## TRECHO DA PÁGINA
Mapa da cidade de São Paulo mostrando mais feiras orgânicas em regiões nobres da cidade que em bairros periféricos. Fonte: Mapa de Feiras Orgânicas (IDEC)

 

O atual Mapa de Feiras Orgânicas (IDEC) ilustra bem a conclusão da tese ao mostrar o cadastro de apenas 65 feiras orgânicas na cidade de São Paulo (que tem mais de 12 milhões de habitantes) e estão concentradas em regiões como Pinheiros, Higienópolis, entre outros bairros nobres, excluindo o fácil acesso de regiões mais periféricas como Sapopemba, São Matheus, Ermelino Matarazzo, São Miguel Paulista, etc.

 

Para cada obstáculo que tenta distanciar o consumo de alimentos orgânicos e saudáveis, uma solução criada pela própria população

O Guia Alimentar para a População Brasileira reforça que “a alimentação adequada e saudável é um direito humano básico que envolve a garantia ao acesso permanente e regular, de forma socialmente justa, a uma prática alimentar adequada aos aspectos biológicos e sociais do indivíduo” e classifica os alimentos in natura ou minimamente processados como os mais adequados para um consumo diário e nutritivo. 

Em entrevista ao Notícias e Análises, a nutricionista vegana Milena Fernandes, pós-graduada em fitoterapia e com certificação internacional em psiquiatria nutricional, destaca que “quando consumimos alimentos orgânicos, além de evitar os males causados pelos aditivos químicos, estamos absorvendo esses nutrientes e garantindo benefícios para a nossa saúde. Portanto, vale a pena fazer a troca”. 

Questionada a respeito dos argumentos sobre os alimentos orgânicos serem mais caros, a profissional enfatiza: “Orgânicos são um pouco mais caros, porém o tratamento das doenças causadas pelos defensivos agrícolas nos custarão mais caro ainda, futuramente”. 

Seja no campo ou na periferia, inúmeros obstáculos tentam impedir a propagação da alimentação saudável. Em sua página na internet, o Instituto Brasileiro de Defesa do Consumidor (IDEC) ressalta que “o sistema alimentar brasileiro está orientado para a produção de commodities por meio de cadeias longas de abastecimento. Um sistema ancorado em lucro e produtividade, alto impacto ambiental e agravamento da desigualdade social em função da precarização das condições de vida”. 

Para esta reportagem, fomos a mais de 230 km de distância entre a capital paulista e o sítio A Boa Terra, que produz mais de 25 toneladas de vegetais orgânicos certificados por mês (a considerar maços, unidades e quilos), incentiva a Educação Ambiental para crianças, doa parte da produção e que mudou a vida de muita gente na região de Casa Branca e Itobi.

## TAREFA 1
No trecho sobre alimentos orgânicos, quantas feiras orgânicas o Mapa de Feiras Orgânicas do IDEC registra na cidade de São Paulo?
## TAREFA 2
Dê continuidade ao trecho sobre alimentos orgânicos a partir da última frase apresentada.
Os dados não têm nenhuma relação com o trecho sobre alimentos orgânicos.

Registros de uma coleção
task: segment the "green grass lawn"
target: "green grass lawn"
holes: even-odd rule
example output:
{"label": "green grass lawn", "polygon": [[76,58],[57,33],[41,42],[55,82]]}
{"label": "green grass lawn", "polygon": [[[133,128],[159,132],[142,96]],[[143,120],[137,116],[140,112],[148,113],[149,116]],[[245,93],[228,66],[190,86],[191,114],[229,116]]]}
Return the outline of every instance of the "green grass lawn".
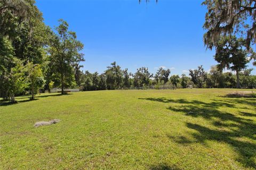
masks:
{"label": "green grass lawn", "polygon": [[18,97],[0,104],[0,169],[255,169],[256,98],[236,90]]}

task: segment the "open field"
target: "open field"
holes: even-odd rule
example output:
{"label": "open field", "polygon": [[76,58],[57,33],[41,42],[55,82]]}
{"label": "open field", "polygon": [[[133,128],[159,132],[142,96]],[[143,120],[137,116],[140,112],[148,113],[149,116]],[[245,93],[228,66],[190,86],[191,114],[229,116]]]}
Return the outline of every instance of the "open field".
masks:
{"label": "open field", "polygon": [[0,106],[0,169],[254,169],[256,98],[225,97],[236,90],[18,97]]}

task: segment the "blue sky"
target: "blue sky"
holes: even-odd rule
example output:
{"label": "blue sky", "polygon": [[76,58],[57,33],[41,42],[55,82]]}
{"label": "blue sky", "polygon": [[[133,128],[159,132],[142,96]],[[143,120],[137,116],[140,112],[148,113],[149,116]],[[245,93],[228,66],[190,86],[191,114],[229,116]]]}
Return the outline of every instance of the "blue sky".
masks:
{"label": "blue sky", "polygon": [[83,70],[102,73],[116,61],[132,73],[146,66],[155,73],[162,66],[188,75],[190,69],[202,64],[207,71],[217,64],[203,41],[202,1],[145,1],[37,0],[36,5],[46,25],[54,28],[63,19],[76,32],[84,44]]}

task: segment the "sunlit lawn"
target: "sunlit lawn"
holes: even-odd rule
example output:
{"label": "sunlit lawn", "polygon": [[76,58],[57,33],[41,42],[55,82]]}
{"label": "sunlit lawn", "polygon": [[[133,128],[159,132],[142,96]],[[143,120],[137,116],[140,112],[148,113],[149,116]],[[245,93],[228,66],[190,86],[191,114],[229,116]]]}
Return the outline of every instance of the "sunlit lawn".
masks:
{"label": "sunlit lawn", "polygon": [[225,97],[236,90],[18,97],[0,104],[0,169],[254,169],[256,98]]}

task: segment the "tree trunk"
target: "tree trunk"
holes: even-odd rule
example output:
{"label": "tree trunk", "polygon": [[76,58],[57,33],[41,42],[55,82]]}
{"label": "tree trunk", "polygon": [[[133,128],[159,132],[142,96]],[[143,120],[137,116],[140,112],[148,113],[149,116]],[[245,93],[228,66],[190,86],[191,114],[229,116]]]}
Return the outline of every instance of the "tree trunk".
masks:
{"label": "tree trunk", "polygon": [[33,100],[34,99],[34,87],[32,87],[32,88],[31,89],[31,97],[30,97],[30,100]]}
{"label": "tree trunk", "polygon": [[17,103],[16,100],[15,100],[15,97],[13,94],[11,94],[11,102],[12,103]]}
{"label": "tree trunk", "polygon": [[63,80],[63,72],[61,72],[61,94],[64,94],[64,82]]}
{"label": "tree trunk", "polygon": [[238,70],[236,72],[236,88],[237,89],[240,88],[240,82],[239,81],[239,71]]}

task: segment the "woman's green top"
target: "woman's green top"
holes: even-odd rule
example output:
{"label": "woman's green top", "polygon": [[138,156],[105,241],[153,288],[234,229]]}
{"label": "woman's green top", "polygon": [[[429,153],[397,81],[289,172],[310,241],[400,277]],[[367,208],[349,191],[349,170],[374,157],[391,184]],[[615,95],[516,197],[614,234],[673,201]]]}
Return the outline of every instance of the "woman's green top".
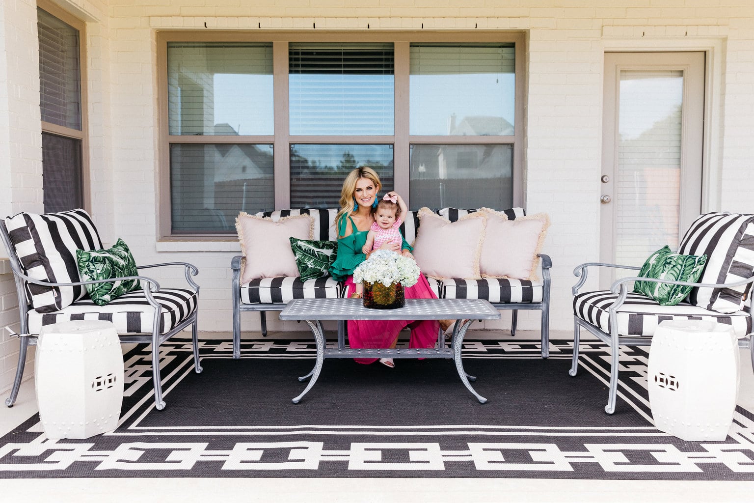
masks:
{"label": "woman's green top", "polygon": [[[369,231],[357,230],[356,224],[354,223],[354,219],[349,216],[348,219],[351,220],[351,227],[354,232],[338,240],[338,253],[335,262],[329,267],[330,276],[338,281],[345,281],[346,278],[354,274],[354,269],[366,259],[366,256],[361,251],[361,249],[366,244],[366,235],[369,234]],[[345,219],[341,218],[338,222],[339,236],[345,234]],[[406,242],[404,238],[401,250],[413,251],[414,249]]]}

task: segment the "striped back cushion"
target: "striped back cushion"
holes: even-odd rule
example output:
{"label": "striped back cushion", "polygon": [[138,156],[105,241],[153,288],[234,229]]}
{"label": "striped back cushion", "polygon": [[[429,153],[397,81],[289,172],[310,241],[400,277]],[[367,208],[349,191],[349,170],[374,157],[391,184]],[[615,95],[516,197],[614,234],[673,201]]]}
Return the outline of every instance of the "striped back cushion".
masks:
{"label": "striped back cushion", "polygon": [[[38,215],[20,213],[5,218],[11,242],[23,272],[53,283],[80,281],[76,250],[103,248],[91,217],[84,210]],[[38,312],[53,312],[86,295],[84,287],[44,287],[28,283],[26,299]]]}
{"label": "striped back cushion", "polygon": [[[679,246],[685,255],[707,256],[700,283],[733,283],[754,275],[754,215],[710,213],[700,215]],[[720,313],[734,313],[743,307],[751,288],[694,288],[688,301]]]}

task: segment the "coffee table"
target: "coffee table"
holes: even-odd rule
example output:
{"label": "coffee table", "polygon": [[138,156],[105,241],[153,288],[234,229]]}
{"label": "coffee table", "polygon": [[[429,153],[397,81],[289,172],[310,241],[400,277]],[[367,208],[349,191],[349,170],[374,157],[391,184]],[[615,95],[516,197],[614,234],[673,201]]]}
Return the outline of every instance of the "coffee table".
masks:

## RESPOSTA 1
Apenas 65 feiras orgânicas.

## RESPOSTA 2
Também fomos em São Miguel Paulista, região periférica de São Paulo com quase 370 mil habitantes, para contar as histórias de pessoas que estão resgatando as ancestralidades, incentivando que os moradores consumam mais alimentos produzidos pelas hortas urbanas orgânicas, possibilitando o acesso a alimentação saudável das crianças, jovens, adultos e idosos em uma verdadeira rede de apoio sem grandes deslocamentos. Por fim, também vamos contar a história do Orgânico Solidário, projeto que leva cestas orgânicas gratuitas e emergenciais às pessoas em vulnerabilidade social e que, de um certo modo, conectou todas essas histórias. 

Do campo à mesa: como é o dia a dia de quem planta o alimento orgânico que combate os desertos alimentares 

Aos 68 anos, seu Sebastião Alcântara acorda às 4h para preparar o café e ter tempo para falar com Deus antes de percorrer cerca de 20 km de moto, saindo de Vargem Grande do Sul, para trabalhar, a partir das 6h30, na máquina e plantio dos orgânicos do sítio A Boa Terra. Ele é um dos 32 colaboradores do local e está nesta rotina desde 1991.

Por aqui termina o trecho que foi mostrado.